### Short task
Please pull out every line of the listing below that contains the word "handle", copying each one in full.

### Source material
....
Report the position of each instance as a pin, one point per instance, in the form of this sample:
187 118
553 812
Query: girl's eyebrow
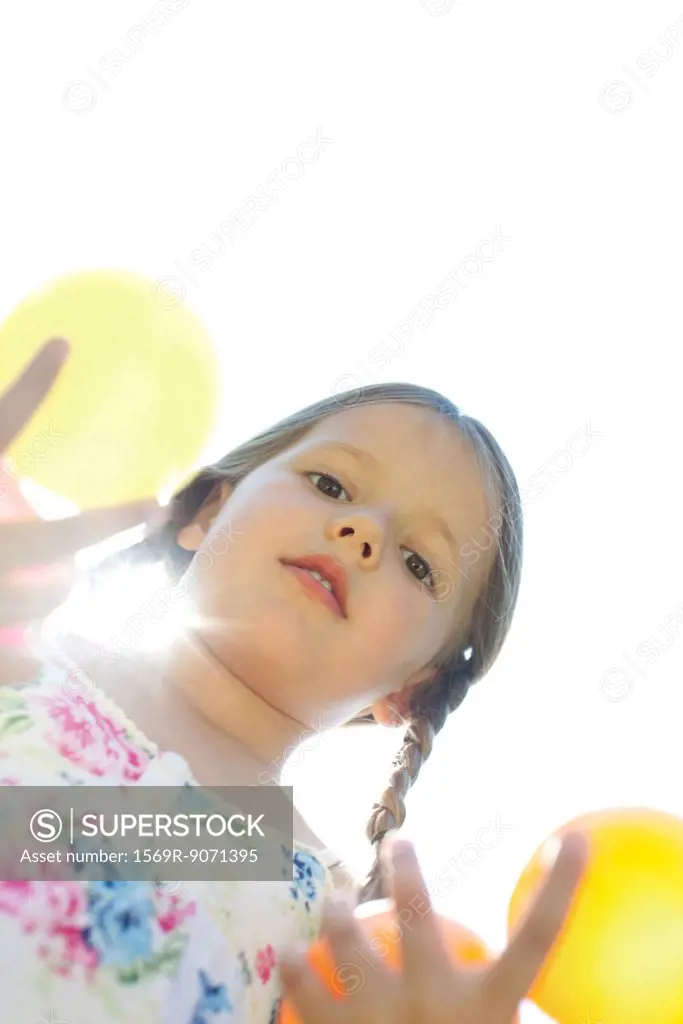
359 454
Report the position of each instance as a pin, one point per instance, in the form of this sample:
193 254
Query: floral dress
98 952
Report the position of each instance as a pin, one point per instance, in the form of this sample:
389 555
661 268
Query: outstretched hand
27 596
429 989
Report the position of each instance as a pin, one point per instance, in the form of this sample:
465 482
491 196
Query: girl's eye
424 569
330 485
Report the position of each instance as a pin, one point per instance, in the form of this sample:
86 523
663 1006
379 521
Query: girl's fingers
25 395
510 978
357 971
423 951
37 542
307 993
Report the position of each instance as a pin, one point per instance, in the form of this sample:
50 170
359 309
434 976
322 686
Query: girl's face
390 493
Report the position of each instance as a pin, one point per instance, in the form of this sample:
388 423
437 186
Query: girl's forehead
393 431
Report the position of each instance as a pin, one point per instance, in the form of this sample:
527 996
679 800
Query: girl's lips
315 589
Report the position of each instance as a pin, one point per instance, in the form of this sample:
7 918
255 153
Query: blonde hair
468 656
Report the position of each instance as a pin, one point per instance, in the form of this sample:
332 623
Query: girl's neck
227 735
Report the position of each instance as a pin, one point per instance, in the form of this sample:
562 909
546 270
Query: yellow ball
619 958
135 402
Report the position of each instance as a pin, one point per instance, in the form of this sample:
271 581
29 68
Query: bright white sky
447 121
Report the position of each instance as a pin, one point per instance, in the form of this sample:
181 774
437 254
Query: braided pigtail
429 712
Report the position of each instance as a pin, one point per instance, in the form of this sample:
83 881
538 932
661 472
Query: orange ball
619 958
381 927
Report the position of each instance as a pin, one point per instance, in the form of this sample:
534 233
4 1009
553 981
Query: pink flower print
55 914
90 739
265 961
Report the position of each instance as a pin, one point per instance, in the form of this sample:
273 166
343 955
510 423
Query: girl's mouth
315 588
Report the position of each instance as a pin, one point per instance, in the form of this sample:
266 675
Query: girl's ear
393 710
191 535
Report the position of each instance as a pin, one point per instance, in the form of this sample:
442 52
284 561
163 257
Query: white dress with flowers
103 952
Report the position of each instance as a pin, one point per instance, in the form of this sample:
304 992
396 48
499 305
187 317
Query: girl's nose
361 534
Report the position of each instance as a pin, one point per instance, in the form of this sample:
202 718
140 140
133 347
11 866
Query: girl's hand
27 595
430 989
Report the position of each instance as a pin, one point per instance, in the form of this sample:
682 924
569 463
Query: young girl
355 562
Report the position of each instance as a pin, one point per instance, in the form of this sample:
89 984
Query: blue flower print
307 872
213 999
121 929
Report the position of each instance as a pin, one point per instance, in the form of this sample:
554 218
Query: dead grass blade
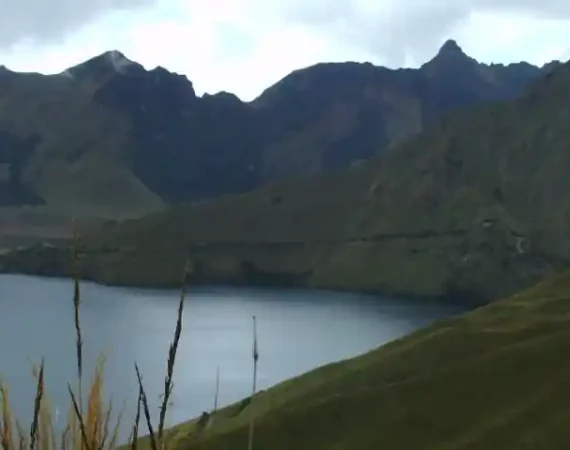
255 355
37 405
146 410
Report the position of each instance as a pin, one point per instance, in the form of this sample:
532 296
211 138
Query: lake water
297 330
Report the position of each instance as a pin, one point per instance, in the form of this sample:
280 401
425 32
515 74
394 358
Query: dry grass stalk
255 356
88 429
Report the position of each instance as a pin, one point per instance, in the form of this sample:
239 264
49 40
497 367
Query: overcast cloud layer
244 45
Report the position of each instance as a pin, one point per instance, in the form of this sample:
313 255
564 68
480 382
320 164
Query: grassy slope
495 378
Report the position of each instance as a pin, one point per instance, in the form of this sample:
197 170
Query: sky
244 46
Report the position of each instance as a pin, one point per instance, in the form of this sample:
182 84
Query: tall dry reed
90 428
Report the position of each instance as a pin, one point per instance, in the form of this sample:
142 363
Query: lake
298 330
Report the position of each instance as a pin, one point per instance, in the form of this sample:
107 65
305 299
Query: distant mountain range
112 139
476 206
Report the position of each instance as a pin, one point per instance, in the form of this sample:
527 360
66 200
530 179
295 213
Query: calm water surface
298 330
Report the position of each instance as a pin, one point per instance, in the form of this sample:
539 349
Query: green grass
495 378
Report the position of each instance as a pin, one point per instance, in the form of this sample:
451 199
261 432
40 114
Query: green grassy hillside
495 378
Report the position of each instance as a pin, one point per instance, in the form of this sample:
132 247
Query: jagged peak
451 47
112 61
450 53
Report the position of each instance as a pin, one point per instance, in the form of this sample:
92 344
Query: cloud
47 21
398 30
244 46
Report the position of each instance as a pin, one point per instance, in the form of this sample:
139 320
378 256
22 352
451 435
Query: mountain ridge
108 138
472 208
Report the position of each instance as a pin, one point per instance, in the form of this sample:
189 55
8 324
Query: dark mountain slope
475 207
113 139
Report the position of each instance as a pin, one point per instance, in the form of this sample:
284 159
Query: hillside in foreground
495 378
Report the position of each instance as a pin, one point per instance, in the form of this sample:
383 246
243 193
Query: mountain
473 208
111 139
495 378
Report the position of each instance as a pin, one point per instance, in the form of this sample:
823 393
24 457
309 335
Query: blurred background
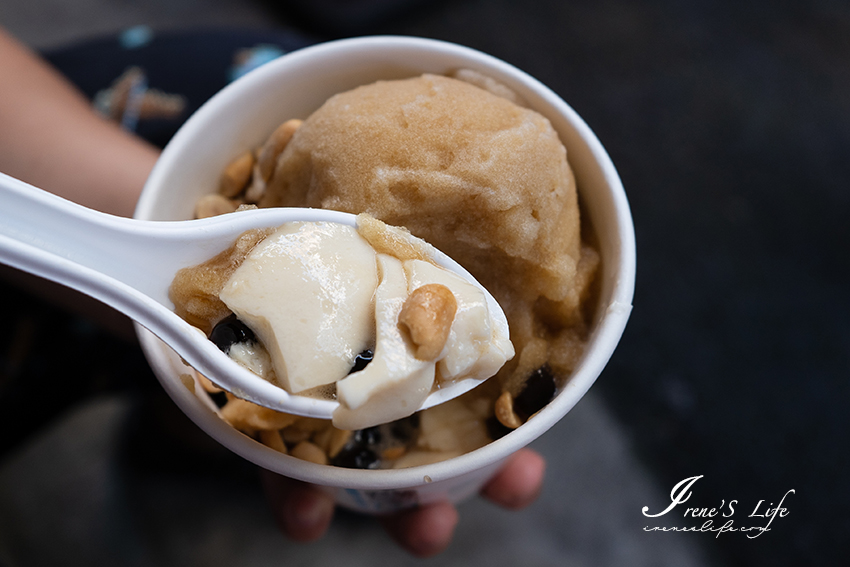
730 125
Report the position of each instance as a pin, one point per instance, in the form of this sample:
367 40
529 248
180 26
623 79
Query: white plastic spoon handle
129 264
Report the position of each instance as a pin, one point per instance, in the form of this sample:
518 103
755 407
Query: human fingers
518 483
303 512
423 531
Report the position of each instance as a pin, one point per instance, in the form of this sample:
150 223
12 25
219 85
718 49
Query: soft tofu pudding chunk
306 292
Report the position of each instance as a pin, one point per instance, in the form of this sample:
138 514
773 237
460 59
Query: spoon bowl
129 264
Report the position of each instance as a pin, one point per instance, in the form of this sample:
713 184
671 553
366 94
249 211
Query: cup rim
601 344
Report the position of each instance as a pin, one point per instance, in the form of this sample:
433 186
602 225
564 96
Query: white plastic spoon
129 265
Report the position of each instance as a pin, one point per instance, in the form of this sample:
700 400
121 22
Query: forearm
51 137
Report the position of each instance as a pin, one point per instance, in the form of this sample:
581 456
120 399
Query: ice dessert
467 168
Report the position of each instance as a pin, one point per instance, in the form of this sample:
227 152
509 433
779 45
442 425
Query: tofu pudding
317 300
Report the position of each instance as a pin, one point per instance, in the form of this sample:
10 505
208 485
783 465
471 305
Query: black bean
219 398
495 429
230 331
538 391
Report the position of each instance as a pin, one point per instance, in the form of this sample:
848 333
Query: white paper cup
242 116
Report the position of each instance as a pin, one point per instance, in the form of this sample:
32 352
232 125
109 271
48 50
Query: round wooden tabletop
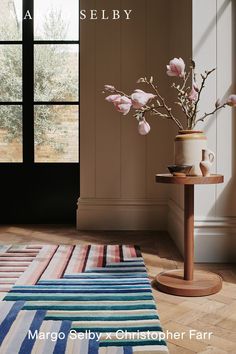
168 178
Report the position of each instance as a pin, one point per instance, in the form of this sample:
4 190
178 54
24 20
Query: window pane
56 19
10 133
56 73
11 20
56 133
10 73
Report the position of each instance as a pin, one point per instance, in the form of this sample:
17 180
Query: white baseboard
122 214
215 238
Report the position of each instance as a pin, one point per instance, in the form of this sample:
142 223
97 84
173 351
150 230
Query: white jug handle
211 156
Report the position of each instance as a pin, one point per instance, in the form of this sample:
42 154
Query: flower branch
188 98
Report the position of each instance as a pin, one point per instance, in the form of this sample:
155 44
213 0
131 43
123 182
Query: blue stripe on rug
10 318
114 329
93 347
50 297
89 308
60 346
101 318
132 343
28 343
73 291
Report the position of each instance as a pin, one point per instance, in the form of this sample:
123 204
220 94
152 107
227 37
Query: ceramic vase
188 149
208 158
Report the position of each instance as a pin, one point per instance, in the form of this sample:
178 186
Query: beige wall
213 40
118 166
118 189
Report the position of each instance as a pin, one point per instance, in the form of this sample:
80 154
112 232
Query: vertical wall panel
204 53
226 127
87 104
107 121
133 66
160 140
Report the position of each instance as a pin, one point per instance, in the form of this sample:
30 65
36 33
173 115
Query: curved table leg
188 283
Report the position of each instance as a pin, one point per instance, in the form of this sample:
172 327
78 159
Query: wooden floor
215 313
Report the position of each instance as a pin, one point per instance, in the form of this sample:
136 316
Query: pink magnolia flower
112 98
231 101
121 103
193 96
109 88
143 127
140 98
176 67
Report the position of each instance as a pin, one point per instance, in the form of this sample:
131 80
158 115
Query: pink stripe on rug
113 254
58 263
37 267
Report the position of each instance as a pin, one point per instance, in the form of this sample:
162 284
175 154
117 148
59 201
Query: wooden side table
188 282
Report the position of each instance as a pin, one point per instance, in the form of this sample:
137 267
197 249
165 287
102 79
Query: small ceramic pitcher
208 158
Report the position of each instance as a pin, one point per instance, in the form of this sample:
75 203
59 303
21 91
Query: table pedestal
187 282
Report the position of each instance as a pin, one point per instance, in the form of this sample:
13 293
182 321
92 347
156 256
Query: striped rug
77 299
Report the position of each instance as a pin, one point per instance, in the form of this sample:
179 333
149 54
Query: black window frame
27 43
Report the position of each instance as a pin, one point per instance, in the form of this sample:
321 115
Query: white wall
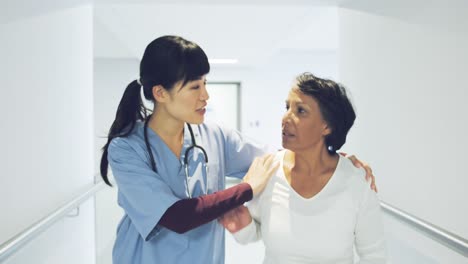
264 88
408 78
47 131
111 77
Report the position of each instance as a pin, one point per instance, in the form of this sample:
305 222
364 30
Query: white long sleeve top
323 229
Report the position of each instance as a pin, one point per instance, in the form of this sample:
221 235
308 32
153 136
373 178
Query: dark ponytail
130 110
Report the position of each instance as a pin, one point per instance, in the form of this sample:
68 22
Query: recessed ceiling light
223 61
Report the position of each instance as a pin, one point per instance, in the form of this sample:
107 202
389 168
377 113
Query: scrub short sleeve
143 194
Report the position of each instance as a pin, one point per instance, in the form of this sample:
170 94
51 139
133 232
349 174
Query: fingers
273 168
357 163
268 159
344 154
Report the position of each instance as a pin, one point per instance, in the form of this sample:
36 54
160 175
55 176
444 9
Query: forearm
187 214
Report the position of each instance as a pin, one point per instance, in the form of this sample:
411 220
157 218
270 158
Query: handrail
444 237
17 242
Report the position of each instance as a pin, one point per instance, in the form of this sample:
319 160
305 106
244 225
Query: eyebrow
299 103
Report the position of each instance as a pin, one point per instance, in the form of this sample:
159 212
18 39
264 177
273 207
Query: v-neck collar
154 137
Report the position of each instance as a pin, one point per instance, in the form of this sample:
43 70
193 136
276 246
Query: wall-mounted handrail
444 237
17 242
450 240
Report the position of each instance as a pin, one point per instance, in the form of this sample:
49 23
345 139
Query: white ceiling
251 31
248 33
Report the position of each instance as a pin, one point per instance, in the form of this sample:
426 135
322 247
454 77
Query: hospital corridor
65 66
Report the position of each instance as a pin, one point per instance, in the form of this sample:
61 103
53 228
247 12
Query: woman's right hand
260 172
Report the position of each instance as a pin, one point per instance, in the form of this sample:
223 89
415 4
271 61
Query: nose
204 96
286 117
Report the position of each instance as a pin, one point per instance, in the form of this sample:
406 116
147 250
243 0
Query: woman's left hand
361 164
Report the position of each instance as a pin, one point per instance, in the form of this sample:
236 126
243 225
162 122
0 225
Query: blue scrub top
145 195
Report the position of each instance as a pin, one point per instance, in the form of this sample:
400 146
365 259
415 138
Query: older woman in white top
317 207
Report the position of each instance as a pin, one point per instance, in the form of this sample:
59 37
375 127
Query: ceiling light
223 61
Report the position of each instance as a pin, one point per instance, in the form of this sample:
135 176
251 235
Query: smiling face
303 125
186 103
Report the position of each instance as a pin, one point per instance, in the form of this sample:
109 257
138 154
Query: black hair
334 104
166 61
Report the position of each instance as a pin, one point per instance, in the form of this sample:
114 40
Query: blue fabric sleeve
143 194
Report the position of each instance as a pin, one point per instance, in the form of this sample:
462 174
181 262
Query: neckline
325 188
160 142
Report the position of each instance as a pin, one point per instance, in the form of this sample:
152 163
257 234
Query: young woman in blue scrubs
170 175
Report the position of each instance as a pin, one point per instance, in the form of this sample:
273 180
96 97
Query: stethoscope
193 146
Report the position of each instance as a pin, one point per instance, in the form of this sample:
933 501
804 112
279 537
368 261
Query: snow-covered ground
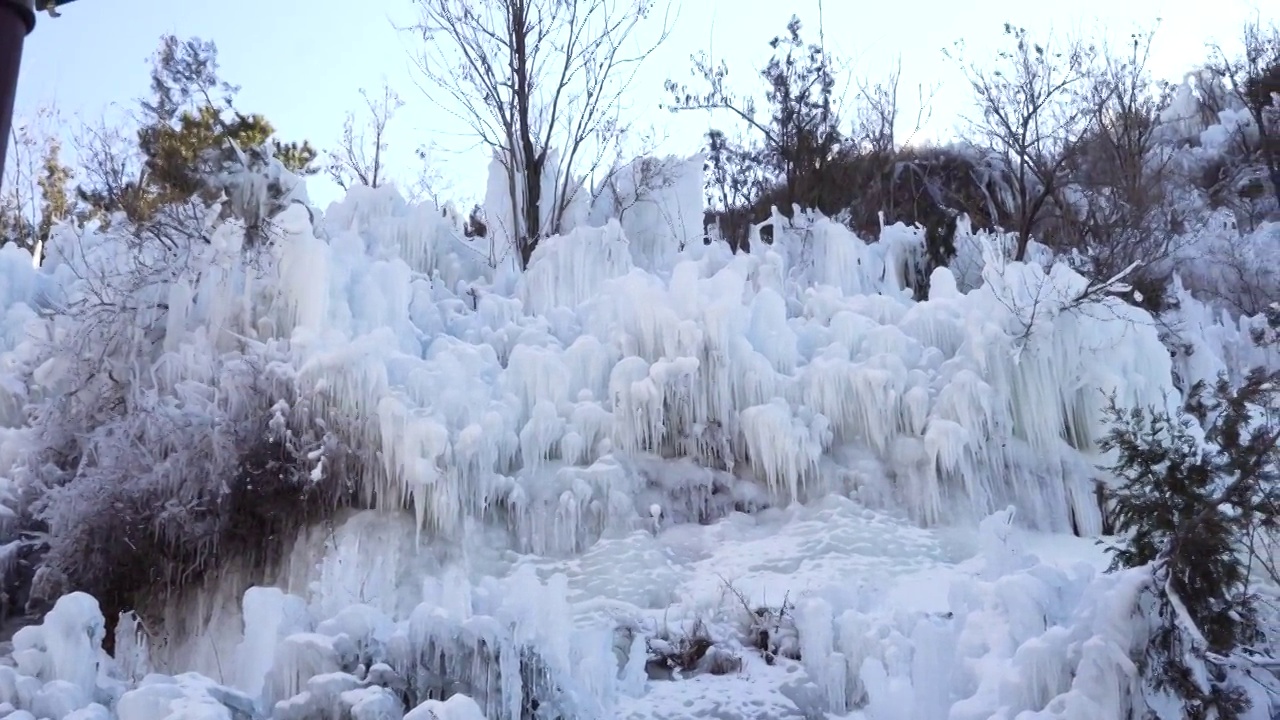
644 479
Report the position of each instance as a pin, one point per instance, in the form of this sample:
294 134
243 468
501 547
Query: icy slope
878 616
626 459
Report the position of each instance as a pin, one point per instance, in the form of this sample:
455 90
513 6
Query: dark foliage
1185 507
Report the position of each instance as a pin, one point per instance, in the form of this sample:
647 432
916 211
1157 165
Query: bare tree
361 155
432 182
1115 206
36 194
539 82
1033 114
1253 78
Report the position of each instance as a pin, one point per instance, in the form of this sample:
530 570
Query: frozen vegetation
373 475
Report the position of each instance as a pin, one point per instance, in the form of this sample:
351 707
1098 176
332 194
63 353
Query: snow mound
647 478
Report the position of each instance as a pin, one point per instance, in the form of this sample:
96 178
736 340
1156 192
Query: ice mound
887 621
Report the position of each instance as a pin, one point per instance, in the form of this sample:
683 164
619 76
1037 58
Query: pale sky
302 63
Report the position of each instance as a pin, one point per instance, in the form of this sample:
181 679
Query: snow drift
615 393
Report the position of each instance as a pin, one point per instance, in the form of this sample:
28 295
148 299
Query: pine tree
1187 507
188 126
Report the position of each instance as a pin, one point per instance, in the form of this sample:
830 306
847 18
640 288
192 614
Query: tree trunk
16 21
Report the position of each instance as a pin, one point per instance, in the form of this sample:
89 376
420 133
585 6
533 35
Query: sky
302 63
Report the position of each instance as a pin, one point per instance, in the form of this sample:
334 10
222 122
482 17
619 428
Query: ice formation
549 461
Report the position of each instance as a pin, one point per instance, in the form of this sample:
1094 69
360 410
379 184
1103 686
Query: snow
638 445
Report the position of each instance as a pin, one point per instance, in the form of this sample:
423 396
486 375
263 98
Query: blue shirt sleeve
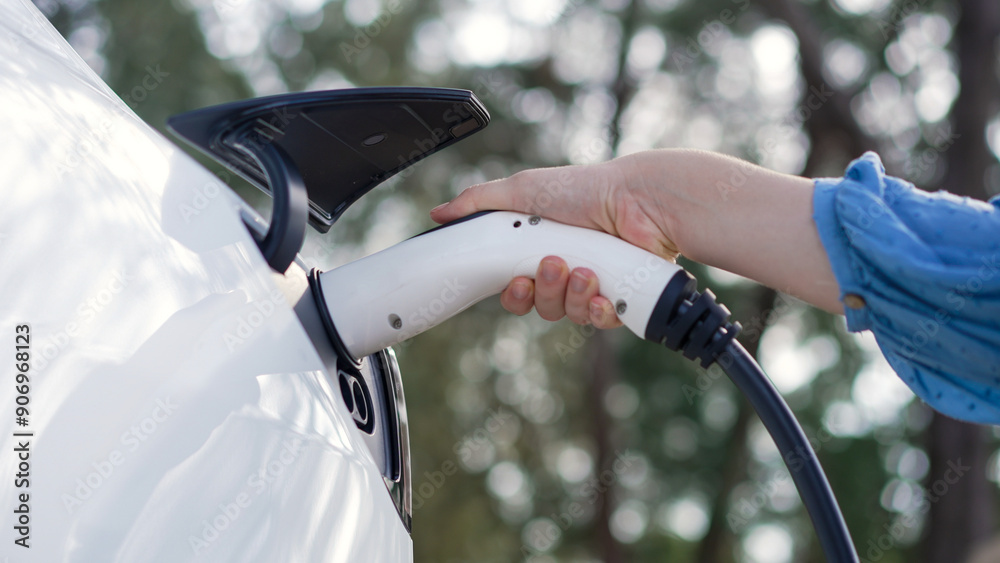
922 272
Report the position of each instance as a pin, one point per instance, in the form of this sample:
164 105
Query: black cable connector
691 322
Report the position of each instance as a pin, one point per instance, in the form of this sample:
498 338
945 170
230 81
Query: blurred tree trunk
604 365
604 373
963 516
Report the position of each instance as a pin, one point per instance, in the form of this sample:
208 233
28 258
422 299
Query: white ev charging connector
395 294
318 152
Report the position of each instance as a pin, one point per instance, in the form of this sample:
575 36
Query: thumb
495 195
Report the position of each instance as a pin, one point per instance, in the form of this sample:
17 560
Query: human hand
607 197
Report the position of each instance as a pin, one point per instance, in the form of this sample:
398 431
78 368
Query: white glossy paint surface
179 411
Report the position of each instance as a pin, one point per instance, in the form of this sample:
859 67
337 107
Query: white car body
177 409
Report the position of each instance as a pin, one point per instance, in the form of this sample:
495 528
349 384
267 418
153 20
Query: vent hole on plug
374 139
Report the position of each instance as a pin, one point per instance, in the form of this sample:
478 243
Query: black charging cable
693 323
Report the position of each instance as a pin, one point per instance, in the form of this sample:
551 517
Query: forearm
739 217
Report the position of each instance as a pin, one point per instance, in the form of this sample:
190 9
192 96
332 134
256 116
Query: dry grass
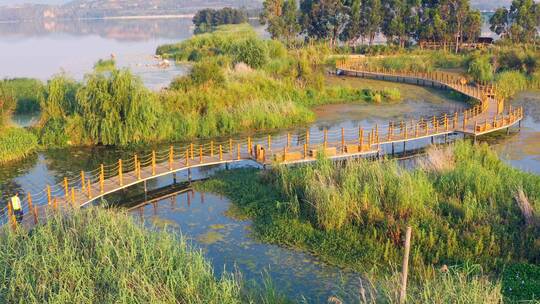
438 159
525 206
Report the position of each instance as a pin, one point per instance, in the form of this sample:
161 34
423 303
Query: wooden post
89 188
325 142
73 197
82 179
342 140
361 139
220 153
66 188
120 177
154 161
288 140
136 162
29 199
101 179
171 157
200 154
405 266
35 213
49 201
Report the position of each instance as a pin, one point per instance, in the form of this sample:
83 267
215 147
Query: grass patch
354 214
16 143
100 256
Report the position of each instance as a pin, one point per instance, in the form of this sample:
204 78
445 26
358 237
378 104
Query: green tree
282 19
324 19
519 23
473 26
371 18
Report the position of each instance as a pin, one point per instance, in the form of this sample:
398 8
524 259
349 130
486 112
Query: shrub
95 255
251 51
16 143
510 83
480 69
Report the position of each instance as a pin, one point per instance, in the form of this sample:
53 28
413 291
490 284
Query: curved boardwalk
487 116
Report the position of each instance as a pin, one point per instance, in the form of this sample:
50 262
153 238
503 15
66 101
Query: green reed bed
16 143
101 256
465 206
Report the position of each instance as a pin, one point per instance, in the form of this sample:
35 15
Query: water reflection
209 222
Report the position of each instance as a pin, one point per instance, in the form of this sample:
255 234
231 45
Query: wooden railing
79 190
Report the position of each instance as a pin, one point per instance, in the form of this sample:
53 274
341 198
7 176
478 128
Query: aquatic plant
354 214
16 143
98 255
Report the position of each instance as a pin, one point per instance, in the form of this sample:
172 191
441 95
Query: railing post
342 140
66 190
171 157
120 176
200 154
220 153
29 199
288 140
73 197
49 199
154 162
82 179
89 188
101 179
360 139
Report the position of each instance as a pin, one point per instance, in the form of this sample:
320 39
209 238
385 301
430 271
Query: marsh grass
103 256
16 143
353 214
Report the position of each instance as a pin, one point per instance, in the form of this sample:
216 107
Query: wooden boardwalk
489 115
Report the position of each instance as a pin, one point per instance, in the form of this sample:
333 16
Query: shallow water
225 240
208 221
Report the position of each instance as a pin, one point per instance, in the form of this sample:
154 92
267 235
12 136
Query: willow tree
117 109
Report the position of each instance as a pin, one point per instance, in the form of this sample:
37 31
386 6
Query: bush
....
### Solution to this problem
Query: white plastic spoon handle
Query: white jug handle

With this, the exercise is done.